TEXTO DE REFERENCIA:
◆ ◆ ◆
Cada lunes, críticas y recomendaciones de las mejores películas de 2011, de estreno durante el fin de semana en la cartelera en nuestros cines, en culturaencadena.
Un dossier completo sobre la película de estreno más destacada y, a partir del próximo lunes, "EL REPASO" al resto de las novedades de cine en nuestro país (nueva sección de cultura en cadena).
Esta semana era una de aquellas en las que al comprobar los títulos de la cartelera te daban ganas de pegarte un tiro, pero, afortunadamente, de vez en cuando te salvas justo antes de apretar el gatillo...
En esta ocasión, quien me ha rescatado ha sido Sylvain Chomet y su película El ilusionista (L'illusionniste, 2010), cinta animada de 2010 que rescata un guión nunca publicado del director francés Jacques Tati. Aviso ya de antemano que desconocía la obra de Chomet, y que tampoco soy asiduo al cine de Tati, pero, sinceramente, creo que eso es lo de menos.
◆ ◆ ◆
MATERIAL DE ESTUDIO:
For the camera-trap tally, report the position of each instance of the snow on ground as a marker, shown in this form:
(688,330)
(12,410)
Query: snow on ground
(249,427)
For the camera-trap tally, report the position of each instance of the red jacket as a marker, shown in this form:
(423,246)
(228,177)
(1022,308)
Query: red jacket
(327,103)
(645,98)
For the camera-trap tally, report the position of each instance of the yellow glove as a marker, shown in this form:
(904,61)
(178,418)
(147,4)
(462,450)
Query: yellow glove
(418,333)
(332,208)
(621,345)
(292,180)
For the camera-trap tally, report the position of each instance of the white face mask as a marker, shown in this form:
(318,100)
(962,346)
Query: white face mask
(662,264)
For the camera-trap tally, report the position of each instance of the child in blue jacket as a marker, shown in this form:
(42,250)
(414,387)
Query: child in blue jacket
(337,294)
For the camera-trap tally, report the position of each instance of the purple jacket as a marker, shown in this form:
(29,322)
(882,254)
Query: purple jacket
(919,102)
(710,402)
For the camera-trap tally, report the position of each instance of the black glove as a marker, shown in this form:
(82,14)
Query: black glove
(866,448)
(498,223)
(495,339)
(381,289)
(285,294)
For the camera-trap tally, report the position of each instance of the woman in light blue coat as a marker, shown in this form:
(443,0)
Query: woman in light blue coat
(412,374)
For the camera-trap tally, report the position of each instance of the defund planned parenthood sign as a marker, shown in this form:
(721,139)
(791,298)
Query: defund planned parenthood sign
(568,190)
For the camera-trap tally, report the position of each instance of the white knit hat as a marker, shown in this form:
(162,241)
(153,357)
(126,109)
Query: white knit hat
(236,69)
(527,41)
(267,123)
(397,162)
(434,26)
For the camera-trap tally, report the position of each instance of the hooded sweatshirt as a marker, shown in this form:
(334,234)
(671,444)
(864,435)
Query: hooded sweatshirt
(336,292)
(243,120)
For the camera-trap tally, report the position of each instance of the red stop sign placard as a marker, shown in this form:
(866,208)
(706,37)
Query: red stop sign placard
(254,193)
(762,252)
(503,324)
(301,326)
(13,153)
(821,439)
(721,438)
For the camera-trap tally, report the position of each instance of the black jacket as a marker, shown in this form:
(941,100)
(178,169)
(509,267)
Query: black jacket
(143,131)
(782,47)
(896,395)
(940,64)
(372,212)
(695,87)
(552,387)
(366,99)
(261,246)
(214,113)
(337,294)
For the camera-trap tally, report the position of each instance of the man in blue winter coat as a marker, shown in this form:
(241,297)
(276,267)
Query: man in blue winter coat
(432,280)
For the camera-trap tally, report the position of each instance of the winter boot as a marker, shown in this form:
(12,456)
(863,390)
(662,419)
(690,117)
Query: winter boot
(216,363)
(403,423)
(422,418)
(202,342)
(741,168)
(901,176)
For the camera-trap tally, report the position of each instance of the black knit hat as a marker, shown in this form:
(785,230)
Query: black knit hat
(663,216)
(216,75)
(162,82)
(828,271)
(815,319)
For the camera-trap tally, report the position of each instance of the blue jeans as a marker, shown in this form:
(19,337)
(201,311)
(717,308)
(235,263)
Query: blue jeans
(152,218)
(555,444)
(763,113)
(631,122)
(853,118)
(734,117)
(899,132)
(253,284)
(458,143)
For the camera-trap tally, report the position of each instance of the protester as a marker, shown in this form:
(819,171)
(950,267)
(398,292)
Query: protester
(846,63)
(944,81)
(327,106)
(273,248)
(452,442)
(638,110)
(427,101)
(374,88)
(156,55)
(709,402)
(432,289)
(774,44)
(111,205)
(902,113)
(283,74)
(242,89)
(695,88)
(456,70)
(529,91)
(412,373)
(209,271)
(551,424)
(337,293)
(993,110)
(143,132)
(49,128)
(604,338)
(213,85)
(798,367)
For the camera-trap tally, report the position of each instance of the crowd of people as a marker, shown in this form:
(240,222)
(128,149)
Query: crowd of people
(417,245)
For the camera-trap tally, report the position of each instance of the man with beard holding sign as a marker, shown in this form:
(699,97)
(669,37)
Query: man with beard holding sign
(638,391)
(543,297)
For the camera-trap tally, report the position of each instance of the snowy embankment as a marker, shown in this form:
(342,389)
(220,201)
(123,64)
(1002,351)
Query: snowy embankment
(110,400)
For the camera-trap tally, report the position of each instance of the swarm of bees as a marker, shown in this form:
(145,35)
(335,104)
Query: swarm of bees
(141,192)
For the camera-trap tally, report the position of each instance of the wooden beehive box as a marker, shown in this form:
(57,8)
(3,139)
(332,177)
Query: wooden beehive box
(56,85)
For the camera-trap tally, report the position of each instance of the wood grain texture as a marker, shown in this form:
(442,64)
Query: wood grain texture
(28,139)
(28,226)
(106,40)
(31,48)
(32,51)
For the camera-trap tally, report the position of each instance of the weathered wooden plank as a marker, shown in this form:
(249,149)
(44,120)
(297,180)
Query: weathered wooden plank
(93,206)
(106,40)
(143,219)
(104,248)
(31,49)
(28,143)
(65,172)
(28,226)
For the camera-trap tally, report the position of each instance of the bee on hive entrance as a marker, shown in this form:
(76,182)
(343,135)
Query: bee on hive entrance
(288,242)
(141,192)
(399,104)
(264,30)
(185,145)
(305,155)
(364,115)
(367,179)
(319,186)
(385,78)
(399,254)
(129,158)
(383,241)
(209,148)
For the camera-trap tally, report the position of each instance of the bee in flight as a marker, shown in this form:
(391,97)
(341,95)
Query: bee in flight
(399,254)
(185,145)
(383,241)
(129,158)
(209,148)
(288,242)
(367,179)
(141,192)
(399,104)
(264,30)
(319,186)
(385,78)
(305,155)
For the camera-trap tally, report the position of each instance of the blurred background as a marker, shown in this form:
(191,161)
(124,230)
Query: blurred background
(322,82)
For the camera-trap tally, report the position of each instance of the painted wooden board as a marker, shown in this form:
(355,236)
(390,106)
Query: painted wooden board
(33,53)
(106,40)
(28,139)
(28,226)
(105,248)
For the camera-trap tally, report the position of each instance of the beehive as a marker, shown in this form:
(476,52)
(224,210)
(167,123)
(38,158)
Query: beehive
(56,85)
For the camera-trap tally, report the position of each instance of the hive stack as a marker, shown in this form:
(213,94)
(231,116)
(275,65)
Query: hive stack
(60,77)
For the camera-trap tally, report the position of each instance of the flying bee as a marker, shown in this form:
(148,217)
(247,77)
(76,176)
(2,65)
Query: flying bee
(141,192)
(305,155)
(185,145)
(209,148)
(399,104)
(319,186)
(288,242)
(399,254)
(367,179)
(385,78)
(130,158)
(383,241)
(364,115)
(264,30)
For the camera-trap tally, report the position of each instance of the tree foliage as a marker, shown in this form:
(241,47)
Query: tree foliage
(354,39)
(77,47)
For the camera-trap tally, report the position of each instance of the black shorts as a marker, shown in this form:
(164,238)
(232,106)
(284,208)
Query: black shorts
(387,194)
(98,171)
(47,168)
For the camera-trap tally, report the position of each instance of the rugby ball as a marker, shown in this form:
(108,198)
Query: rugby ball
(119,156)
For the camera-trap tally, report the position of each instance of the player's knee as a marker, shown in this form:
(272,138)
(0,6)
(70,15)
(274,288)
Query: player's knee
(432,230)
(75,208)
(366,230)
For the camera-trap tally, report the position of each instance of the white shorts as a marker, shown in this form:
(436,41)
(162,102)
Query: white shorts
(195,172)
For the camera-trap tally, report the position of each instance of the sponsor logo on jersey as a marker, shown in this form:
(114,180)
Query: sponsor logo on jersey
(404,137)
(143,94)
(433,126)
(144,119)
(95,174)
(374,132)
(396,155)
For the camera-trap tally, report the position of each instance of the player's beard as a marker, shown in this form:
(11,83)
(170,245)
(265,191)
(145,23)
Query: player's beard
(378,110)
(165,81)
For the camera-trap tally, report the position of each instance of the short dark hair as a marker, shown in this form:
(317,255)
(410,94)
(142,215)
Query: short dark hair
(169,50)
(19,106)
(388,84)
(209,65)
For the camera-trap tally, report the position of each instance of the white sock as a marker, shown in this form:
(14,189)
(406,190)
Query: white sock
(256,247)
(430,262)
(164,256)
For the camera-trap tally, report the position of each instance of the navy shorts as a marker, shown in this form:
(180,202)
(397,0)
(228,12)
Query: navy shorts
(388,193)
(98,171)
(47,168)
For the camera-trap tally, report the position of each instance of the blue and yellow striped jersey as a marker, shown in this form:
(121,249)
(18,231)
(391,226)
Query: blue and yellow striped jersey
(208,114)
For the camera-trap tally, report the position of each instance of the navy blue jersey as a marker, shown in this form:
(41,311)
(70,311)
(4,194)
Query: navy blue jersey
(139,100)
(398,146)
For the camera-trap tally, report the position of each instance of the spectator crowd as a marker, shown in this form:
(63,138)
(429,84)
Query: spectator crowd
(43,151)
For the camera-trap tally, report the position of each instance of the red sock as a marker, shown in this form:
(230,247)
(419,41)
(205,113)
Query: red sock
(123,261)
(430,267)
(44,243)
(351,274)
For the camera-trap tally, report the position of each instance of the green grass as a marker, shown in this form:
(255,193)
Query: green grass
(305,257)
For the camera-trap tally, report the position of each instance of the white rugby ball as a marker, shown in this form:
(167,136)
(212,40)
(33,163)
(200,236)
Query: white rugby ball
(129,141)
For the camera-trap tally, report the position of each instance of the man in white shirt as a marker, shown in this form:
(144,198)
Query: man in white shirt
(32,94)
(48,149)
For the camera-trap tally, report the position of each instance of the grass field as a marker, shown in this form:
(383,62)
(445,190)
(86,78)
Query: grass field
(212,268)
◆ ◆ ◆
ACTIVIDADES PROPUESTAS:
A) Enumera todos los datos que el texto de referencia aporta sobre la película El ilusionista.
B) Indica si cada afirmación concuerda con el texto de referencia y cita las palabras que lo deciden: (i) el autor conocía bien la obra de Chomet; (ii) la sección "EL REPASO" empezará el próximo lunes; (iii) el guion en que se basa El ilusionista ya se había publicado.

TUS RESPUESTAS:
A)
- Su título original es L'illusionniste.
- Es de 2010.
- Es de Sylvain Chomet.
- Es una cinta animada.
- Rescata un guión nunca publicado del director francés Jacques Tati.

B)
(i) No: "desconocía la obra de Chomet".
(ii) Sí: "a partir del próximo lunes, "EL REPASO" al resto de las novedades de cine en nuestro país".
(iii) No: "rescata un guión nunca publicado del director francés Jacques Tati".